-- DATA EXTRACT --
--------

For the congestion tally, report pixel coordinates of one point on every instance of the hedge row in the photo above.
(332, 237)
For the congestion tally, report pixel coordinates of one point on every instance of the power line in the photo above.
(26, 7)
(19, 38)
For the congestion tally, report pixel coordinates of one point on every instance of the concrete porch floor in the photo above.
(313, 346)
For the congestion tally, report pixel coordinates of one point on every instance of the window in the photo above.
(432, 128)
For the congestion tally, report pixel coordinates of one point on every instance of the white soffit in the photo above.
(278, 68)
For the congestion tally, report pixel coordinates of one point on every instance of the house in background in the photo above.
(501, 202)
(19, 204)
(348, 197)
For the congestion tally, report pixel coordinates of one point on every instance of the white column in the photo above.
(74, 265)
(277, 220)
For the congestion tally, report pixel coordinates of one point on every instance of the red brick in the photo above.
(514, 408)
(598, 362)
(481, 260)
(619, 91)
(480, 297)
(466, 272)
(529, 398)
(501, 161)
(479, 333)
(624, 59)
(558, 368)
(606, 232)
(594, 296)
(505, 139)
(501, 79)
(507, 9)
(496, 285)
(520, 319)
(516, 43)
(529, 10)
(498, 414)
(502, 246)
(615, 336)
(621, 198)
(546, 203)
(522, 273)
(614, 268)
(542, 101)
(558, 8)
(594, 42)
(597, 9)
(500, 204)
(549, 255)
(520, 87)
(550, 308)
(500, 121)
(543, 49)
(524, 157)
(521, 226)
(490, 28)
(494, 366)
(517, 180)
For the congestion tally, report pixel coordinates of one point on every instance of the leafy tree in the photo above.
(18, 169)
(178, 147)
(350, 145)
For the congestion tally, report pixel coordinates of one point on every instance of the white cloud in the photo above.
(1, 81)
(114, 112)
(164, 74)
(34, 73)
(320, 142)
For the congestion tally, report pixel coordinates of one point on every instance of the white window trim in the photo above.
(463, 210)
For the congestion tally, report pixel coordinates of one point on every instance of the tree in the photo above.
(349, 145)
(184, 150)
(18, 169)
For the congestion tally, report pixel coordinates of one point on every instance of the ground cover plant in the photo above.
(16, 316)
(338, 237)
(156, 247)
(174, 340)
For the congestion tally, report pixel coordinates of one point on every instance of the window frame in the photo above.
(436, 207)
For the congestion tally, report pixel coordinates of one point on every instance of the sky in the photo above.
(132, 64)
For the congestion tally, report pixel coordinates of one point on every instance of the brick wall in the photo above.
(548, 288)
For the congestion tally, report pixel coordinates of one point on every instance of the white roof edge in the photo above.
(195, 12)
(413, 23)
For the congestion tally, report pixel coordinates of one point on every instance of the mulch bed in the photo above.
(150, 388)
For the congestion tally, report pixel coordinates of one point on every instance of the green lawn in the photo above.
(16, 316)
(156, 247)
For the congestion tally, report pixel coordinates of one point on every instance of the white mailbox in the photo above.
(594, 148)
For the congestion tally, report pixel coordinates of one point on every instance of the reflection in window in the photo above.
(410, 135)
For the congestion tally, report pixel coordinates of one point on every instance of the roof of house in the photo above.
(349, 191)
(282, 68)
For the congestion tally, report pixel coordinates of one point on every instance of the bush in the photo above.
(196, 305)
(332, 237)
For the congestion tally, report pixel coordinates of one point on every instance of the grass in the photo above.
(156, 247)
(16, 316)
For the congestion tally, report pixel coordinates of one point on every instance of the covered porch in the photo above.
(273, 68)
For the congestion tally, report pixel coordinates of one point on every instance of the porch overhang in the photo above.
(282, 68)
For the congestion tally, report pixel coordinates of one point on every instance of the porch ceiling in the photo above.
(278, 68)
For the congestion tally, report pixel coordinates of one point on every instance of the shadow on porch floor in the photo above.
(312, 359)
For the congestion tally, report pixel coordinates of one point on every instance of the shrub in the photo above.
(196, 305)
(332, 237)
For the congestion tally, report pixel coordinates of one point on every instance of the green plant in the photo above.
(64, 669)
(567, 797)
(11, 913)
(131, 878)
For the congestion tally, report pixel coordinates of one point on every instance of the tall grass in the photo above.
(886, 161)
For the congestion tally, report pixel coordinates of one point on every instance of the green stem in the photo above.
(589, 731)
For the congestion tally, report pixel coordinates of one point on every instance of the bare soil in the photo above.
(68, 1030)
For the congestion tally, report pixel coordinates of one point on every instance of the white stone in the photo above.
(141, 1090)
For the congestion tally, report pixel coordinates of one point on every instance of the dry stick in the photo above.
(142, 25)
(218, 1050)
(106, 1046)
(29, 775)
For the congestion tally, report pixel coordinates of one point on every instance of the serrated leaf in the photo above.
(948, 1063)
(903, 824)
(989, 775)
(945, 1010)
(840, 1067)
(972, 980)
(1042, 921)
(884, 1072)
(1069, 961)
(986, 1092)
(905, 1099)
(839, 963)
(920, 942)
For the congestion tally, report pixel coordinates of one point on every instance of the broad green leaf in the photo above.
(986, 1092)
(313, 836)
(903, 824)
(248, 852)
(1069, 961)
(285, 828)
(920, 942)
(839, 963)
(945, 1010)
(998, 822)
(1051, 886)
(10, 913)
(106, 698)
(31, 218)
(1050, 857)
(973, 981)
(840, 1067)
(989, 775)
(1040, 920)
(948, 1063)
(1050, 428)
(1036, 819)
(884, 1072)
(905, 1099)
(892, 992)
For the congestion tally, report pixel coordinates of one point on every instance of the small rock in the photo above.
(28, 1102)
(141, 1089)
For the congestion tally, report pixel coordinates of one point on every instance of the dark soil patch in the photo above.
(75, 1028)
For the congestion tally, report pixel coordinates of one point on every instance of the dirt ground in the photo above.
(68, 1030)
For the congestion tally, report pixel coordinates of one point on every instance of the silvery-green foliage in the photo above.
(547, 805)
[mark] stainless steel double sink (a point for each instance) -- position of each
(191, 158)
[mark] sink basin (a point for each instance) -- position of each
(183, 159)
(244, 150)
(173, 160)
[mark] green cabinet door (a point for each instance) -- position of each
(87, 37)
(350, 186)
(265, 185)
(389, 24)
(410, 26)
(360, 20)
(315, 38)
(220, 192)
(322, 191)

--------

Write out again every line from the line containing "foliage in the photo above." through the last of the items, including the requests, and multiply each coordinate in the answers by 0.7, rounding to whole numbers with halves rounded up.

For the congestion tally, report pixel coordinates of one point on every instance of the silvery-green foliage in the photo above.
(383, 564)
[mark] stainless steel double sink (a point for each instance) -- position of each
(134, 111)
[mark] sink basin (a point for each instance) -- position of each
(128, 111)
(171, 105)
(121, 112)
[mark] green cabinet door (a point for each instance) -- position of each
(61, 26)
(245, 130)
(186, 130)
(272, 17)
(287, 18)
(252, 14)
(221, 27)
(154, 134)
(225, 134)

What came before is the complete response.